-- start Given passage --
Spencinar #6: The Galvin-Prikry Theorem

Today Zach Norwood talked about the Galvin-Prikry Theorem.

Prerequisites: basic topology, notions of category, familiarity with Ramsey theory is helpful for motivation. Last week's Spencinar post will be referenced occasionally but only in inessential remarks.

The Galvin-Prikry Theorem is a Ramsey result that is perhaps surprising because it is an example of an "infinite exponent" partition property. This means it deals with colorings of infinite subsets of the underlying space. With the Axiom of Choice, none of the usual partition relations hold with infinite exponents.

The Galvin-Prikry Theorem gets around this by only worrying about definable partitions of $[\omega^\omega]$. In order to state the theorem, let's make some definitions:

Definition: $Y\subseteq [\omega]^\omega$ is Ramsey if there is $A\in [\omega]^\omega$ with $[A]^\omega\subseteq Y$ or $A^\omega\subseteq Y^c$. (Here $Y^c$ is the complement of $Y$.) I'll informally say that $A$ in the first case is $Y$-homogeneous and $A$ in the second case is $Y^c$-homogeneous.

$Y$ can also be thought of as a coloring $[\omega]^\omega\rightarrow 2$. As in last week's post, we think of $[X]^\omega$ as the set of all increasing infinite sequences of $X$, or sometimes in a slight abuse of notation as the set of infinite subsets of $X$.

Galvin-Prikry Theorem: If $Y$ is Borel, then $Y$ is Ramsey.

Here the topology on $Y$ is generated by sets of the form $\{X: x \textrm{ is an initial segment of }X\}$. The proof, originally due to Ellentuck, will actually go through a finer topology which is more suited to the situation at hand. Notice the similarity with the Mathias forcing from last week. 

Definition: The Ellentuck topology is generated by sets of the form 

$$[s,B]^\omega:=\{X\in [\omega]^\omega: s \textrm{ is an initial segment of } X, x\setminus s\subseteq B\},$$

where $s\in [\omega]^{<\omega}$ and $B\in [\omega]^\omega$.

We will use "$\ast$-" to indicate the use of the Ellentuck topology over the usual one. Notice that all Borel sets are $\ast$-Borel.

Fix $Y\subseteq [\omega]^\omega$. We say $B\in[\omega]^\omega$ accepts $s$ (into $Y$) if $[s,B]^\omega\subseteq Y$. We say $B$ rejects $s$ if no infinite subset of $B$ accepts $s$. Informally, $B$ accepts $s$ if $s$ is long enough and $B$ is thin enough so that every subset of $B-\max(s)$ compatible with $s$ is in $Y$. $B$ rejects $s$ if $s$ is too short or $B$ concentrates on the wrong place for acceptance to occur. Although perhaps its best to think just in terms of the Ellentuck topology.

Some easy remarks:

• if $B$ accepts $s$, then so do all infinite subsets of $B$.
-- end Given passage --
● To do
(a) Name every prerequisite that the post on the Galvin-Prikry Theorem lists.
(b) According to the post on the Galvin-Prikry Theorem, why is the theorem perhaps surprising?
(c) In the post on the Galvin-Prikry Theorem, who is the proof originally due to?
-- start Entries shown --
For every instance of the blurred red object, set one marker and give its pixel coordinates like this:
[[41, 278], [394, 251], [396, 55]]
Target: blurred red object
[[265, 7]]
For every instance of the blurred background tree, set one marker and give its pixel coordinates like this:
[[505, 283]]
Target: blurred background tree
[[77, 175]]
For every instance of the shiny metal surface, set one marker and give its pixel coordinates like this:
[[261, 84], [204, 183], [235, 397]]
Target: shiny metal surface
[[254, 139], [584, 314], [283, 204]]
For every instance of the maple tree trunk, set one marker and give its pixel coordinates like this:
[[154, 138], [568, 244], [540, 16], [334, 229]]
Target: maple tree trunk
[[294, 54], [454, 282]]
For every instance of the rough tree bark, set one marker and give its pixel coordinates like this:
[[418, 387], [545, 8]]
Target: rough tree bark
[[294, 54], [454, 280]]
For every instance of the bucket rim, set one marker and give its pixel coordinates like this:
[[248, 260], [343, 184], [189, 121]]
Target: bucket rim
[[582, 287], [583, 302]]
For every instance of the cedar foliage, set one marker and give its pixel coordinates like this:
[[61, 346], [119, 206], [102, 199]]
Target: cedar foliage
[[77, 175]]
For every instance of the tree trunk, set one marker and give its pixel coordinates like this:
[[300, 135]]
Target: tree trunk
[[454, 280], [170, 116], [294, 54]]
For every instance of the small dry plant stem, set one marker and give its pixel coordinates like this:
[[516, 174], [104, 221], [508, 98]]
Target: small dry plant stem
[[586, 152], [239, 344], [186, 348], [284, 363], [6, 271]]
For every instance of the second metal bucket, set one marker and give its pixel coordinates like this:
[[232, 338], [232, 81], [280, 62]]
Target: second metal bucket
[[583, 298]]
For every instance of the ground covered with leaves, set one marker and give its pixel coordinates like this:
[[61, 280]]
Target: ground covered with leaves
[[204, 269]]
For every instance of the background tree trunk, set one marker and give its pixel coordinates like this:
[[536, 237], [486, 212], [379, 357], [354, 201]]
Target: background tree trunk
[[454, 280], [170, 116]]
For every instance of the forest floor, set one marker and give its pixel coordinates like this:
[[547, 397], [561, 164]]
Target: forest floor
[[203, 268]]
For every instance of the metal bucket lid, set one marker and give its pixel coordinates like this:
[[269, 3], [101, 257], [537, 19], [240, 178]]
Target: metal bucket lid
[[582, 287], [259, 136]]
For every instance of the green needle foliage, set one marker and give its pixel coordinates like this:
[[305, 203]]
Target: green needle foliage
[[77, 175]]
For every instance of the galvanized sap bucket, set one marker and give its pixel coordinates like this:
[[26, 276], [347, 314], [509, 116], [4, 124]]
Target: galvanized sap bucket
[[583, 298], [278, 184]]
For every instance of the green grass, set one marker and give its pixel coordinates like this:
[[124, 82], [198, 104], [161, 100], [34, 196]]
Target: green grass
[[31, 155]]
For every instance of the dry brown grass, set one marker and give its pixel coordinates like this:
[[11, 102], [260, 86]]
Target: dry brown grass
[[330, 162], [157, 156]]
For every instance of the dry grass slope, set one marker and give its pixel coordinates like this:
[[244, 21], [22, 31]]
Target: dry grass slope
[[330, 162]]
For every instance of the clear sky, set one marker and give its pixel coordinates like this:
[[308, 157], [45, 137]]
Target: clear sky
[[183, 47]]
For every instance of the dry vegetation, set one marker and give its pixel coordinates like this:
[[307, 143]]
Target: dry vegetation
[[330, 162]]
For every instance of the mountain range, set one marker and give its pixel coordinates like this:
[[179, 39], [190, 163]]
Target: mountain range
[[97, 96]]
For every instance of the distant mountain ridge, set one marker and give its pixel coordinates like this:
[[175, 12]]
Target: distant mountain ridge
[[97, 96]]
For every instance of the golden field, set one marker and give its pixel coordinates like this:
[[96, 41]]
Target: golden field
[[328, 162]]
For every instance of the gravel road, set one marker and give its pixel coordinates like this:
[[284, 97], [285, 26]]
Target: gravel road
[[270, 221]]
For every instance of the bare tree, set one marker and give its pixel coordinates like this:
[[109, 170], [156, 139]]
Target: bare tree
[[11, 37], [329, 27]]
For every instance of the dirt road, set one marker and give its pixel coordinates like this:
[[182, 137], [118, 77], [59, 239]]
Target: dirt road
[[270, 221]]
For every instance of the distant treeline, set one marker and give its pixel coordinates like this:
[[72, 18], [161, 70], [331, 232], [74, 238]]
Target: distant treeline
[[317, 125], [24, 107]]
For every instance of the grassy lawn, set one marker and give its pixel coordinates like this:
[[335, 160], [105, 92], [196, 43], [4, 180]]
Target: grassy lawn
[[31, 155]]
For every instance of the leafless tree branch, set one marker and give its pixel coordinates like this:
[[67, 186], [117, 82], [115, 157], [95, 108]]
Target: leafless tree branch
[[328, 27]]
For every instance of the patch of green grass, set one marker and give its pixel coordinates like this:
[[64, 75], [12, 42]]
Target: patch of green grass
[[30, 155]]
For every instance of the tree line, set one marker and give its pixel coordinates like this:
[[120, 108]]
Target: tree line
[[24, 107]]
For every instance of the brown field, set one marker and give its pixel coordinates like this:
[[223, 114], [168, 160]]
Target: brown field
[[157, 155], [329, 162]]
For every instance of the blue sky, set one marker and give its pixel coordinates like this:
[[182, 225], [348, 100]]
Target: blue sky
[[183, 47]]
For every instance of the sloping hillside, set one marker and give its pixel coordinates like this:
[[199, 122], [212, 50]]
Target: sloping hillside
-- end Entries shown --
● Full solutions
(a)
- Basic topology
- Notions of category
- Familiarity with Ramsey theory, which is helpful for motivation

(b) It is an "infinite exponent" partition property, meaning it deals with colorings of infinite subsets of the underlying space. With the Axiom of Choice, none of the usual partition relations hold with infinite exponents.

(c) Ellentuck.